• _WHAT IS ASKED_: Output all lines exactly.

^^^^

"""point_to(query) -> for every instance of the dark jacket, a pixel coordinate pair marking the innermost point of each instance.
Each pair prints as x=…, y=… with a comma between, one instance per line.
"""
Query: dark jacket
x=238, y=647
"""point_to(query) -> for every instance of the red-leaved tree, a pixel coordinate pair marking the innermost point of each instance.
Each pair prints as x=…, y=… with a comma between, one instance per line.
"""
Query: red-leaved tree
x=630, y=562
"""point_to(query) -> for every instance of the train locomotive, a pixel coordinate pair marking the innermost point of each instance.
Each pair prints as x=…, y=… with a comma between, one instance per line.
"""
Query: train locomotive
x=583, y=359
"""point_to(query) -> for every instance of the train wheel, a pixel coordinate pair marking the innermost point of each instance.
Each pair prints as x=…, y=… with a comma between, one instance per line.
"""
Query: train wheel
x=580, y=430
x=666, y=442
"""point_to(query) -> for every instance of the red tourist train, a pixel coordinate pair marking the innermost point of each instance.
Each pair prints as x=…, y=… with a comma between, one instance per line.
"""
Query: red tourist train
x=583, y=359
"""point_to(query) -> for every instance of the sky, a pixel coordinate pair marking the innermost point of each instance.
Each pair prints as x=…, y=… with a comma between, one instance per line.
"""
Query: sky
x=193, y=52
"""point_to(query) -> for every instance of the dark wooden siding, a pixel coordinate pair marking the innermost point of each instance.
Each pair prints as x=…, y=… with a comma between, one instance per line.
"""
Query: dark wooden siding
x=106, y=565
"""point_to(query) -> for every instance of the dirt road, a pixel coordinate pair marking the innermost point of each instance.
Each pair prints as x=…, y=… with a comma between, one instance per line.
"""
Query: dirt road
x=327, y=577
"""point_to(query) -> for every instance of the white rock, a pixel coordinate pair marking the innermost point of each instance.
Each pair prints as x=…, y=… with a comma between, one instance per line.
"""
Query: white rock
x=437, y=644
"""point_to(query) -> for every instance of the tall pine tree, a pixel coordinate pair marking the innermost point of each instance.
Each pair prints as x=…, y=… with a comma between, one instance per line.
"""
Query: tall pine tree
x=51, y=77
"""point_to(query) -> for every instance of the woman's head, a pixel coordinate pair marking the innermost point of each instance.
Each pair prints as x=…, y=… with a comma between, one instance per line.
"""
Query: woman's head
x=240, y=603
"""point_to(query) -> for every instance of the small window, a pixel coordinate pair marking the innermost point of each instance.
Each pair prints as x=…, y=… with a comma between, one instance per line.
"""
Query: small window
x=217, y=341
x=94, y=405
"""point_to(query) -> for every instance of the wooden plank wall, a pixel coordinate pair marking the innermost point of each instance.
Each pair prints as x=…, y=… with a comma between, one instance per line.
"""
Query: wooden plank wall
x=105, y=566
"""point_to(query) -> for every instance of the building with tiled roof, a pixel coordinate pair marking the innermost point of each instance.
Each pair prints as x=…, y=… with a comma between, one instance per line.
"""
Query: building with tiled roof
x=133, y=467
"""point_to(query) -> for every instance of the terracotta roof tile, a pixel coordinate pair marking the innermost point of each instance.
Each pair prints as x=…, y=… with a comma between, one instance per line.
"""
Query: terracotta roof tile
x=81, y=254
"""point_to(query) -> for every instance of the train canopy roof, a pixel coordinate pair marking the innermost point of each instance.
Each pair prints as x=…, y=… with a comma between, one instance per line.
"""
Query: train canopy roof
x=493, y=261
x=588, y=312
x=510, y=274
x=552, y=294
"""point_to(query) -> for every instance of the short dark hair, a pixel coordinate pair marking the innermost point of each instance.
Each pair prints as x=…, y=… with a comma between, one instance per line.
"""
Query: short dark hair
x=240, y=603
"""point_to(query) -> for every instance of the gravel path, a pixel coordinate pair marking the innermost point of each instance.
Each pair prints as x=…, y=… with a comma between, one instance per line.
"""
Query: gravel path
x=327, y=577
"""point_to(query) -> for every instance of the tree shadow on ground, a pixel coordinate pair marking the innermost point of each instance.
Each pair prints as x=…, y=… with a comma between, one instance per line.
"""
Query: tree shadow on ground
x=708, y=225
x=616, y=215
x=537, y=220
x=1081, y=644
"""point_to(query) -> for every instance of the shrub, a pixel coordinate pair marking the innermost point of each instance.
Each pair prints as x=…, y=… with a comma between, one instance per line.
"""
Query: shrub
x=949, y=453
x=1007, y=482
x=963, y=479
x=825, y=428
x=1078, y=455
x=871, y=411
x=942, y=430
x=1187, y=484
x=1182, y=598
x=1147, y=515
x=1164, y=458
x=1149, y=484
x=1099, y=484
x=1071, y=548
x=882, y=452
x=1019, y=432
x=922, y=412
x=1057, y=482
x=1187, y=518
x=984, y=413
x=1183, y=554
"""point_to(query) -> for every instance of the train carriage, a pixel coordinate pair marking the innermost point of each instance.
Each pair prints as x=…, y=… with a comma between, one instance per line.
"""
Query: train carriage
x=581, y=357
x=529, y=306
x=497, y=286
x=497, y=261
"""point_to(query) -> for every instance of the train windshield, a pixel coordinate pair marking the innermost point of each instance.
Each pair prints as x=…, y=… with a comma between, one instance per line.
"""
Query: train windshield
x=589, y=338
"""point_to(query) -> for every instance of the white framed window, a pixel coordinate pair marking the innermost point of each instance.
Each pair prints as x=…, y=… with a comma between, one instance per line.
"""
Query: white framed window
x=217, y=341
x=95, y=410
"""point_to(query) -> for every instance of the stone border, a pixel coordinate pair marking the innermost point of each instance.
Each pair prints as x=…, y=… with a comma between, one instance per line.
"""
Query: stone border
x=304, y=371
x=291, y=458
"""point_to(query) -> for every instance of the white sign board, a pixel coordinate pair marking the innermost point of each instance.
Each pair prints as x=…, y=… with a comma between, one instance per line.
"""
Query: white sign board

^^^^

• _TASK RESULT_:
"""point_to(query) -> for every instance of the dark jacket, a pixel coordinate pair marking the innermost point of each instance.
Each pair prints as x=…, y=… with a comma between, one instance per line.
"""
Query: dark jacket
x=238, y=647
"""point_to(query) -> for every instance of the red-leaved tree, a pixel coordinate pair marking the innermost point of each instance.
Each pair prints as x=…, y=… with a comma between, one instance per line.
"""
Query: red-leaved tree
x=630, y=562
"""point_to(query) -> for every instance of the train locomotive, a pixel coordinate pair marking the innermost point of each instance.
Each pair prints as x=…, y=… with a comma between, one instance per line.
"""
Query: train locomotive
x=583, y=359
"""point_to(query) -> for every instance of the train wheel, a pixel coordinate pair marking the innermost point of each instance.
Each pair prints as x=…, y=… with a comma between, one instance per line.
"""
Query: train wheel
x=580, y=430
x=666, y=442
"""point_to(query) -> for every instance of the red tourist train, a pixel coordinate pair marking the innermost point of each instance.
Each pair prints as x=…, y=… with a comma between, one instance per line.
"""
Query: red tourist train
x=583, y=359
"""point_to(query) -> for every instance of the sky, a pixel coordinate pair marking the innermost point of each instance.
Each pair prints as x=…, y=… with a comma between, one instance per line.
"""
Query: sky
x=193, y=52
"""point_to(query) -> for every instance of the dark wooden siding, a pixel coordinate pair marking the innermost point of each instance.
Each pair prints as x=…, y=… with a comma between, one instance per line.
"""
Query: dark wooden siding
x=106, y=565
"""point_to(query) -> for every instance of the dirt road, a pixel coordinate pair marking the innermost point of each instance.
Each pair prints as x=…, y=… with a comma between, one instance per line.
"""
Query: dirt road
x=327, y=577
"""point_to(query) -> for every instance of the white rock, a pixel coordinate pair marking the innermost point of each instance.
Each pair prints as x=…, y=… with a comma between, one instance per line.
"""
Query: white rock
x=437, y=644
"""point_to(query) -> for every instance of the tall pine tree, a pixel coordinate pair marking the innermost point of each instance.
Each pair prints as x=…, y=… with a comma between, one instance per line.
"""
Query: tall pine tree
x=51, y=77
"""point_to(query) -> for every instance of the woman's head, a pixel coordinate pair marking the innermost point of each instance.
Each pair prints as x=…, y=… with a comma between, one instance per line.
"""
Query: woman's head
x=240, y=603
"""point_to(query) -> for every instance of the small window, a pixel coordinate pair marking the innermost point of each instance.
Each pair prints as x=…, y=… with a comma between, one instance per line.
"""
Query: small window
x=217, y=341
x=94, y=405
"""point_to(query) -> for every instance of the wooden plank wall, a pixel coordinate pair marking the innermost point of each instance.
Each pair prints as x=…, y=… with a comma between, one instance per line.
"""
Query: wooden plank wall
x=105, y=566
"""point_to(query) -> for every instance of the building with tiled roof, a pixel coordinate pair marking the innermost point of each instance.
Each pair prints as x=…, y=… with a comma between, one instance per line.
"""
Query: building with tiled roof
x=133, y=467
"""point_to(query) -> for every instance of the terracotta roof tile, a pixel coordinate pair marking the innermost point of each instance.
Each pair prints as x=…, y=… with a comma between, one instance per line.
"""
Query: terracotta roof tile
x=81, y=254
"""point_to(query) -> for every instance of the train canopy roof, a pixel coordinate pair marking the innermost point of each instance.
Each pair prints as x=…, y=… with a comma between, one instance per line.
"""
Query: train canopy roof
x=493, y=261
x=588, y=312
x=510, y=274
x=552, y=294
"""point_to(query) -> for every instance of the short dark hair, a pixel coordinate pair marking the innermost point of each instance.
Each pair prints as x=…, y=… with a comma between, one instance per line.
"""
Query: short dark hair
x=240, y=603
"""point_to(query) -> for every instance of the gravel path, a pixel coordinate pair marking the innermost point of each instance.
Each pair prints as x=…, y=… with a comma between, one instance per line.
"""
Query: gravel path
x=327, y=577
"""point_to(query) -> for every instance of the tree shadow on ground, a pixel coordinate pair marking the innermost point of each instance.
Each pair prints as x=…, y=… with a comma between, one instance per line.
"""
Query: tree shadow on ground
x=708, y=225
x=616, y=215
x=537, y=220
x=1081, y=644
"""point_to(query) -> for every instance of the shrub, a pixel coordinate pair marking the innermost point of each instance.
Each pair prints as x=…, y=… with a comma between, one instance per line.
"""
Query: shrub
x=949, y=453
x=1007, y=482
x=963, y=479
x=825, y=428
x=1078, y=455
x=871, y=411
x=942, y=430
x=1187, y=484
x=1182, y=598
x=1147, y=515
x=1164, y=458
x=1149, y=484
x=1099, y=484
x=1071, y=548
x=882, y=452
x=1019, y=432
x=922, y=412
x=1057, y=482
x=1187, y=518
x=984, y=413
x=1183, y=554
"""point_to(query) -> for every instance of the train carriage, a pixel coordinate pair marking the innermost point of each instance.
Each pair prints as x=…, y=… with a comma between, one instance per line.
"""
Query: train carriage
x=581, y=357
x=529, y=306
x=497, y=286
x=497, y=261
"""point_to(query) -> for every instance of the train windshield, a pixel coordinate pair marking the innermost point of each instance.
Each pair prints as x=…, y=… with a comma between, one instance per line.
"""
Query: train windshield
x=589, y=338
"""point_to(query) -> for every instance of the white framed window, a pixel coordinate pair marking the innermost point of each instance.
Each pair prints as x=…, y=… with a comma between, one instance per line.
"""
Query: white framed window
x=217, y=341
x=95, y=410
"""point_to(query) -> for every instance of the stone border, a pixel coordinate pair marking the innermost point of each instance.
Each pair prints as x=…, y=… with a comma between, one instance per line.
"""
Query: stone border
x=304, y=371
x=291, y=458
"""point_to(query) -> for every instance of the white sign board, a pixel coordinate pair marking the innermost point of each instance.
Each pair prints as x=…, y=… with a comma between, one instance per line.
"""
Query: white sign board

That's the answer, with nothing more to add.